WHAT IS REQUIRED: Count how many lines in the records below contain the word "Query", where case matters. Reply with the number alone.

RECORDS FOR THE EXERCISE:
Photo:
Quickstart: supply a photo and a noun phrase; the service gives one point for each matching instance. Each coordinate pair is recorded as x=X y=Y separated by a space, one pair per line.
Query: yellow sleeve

...

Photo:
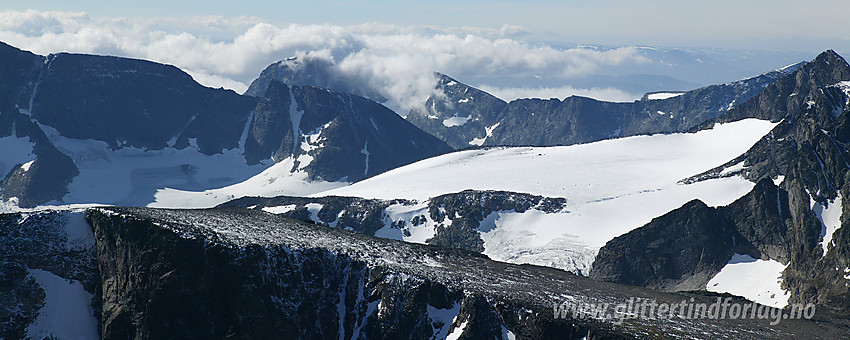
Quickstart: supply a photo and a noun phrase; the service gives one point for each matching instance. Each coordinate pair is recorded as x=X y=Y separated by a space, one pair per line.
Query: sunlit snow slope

* * *

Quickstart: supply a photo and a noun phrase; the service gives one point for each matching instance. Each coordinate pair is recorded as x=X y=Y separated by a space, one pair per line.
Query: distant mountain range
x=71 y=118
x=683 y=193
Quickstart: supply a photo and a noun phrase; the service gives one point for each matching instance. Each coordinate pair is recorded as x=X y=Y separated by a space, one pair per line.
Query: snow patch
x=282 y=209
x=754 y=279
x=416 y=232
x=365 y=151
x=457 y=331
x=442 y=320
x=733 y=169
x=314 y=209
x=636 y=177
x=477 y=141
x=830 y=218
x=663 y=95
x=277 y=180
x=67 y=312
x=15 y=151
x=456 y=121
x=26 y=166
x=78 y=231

THE COMPLETED TASK: 4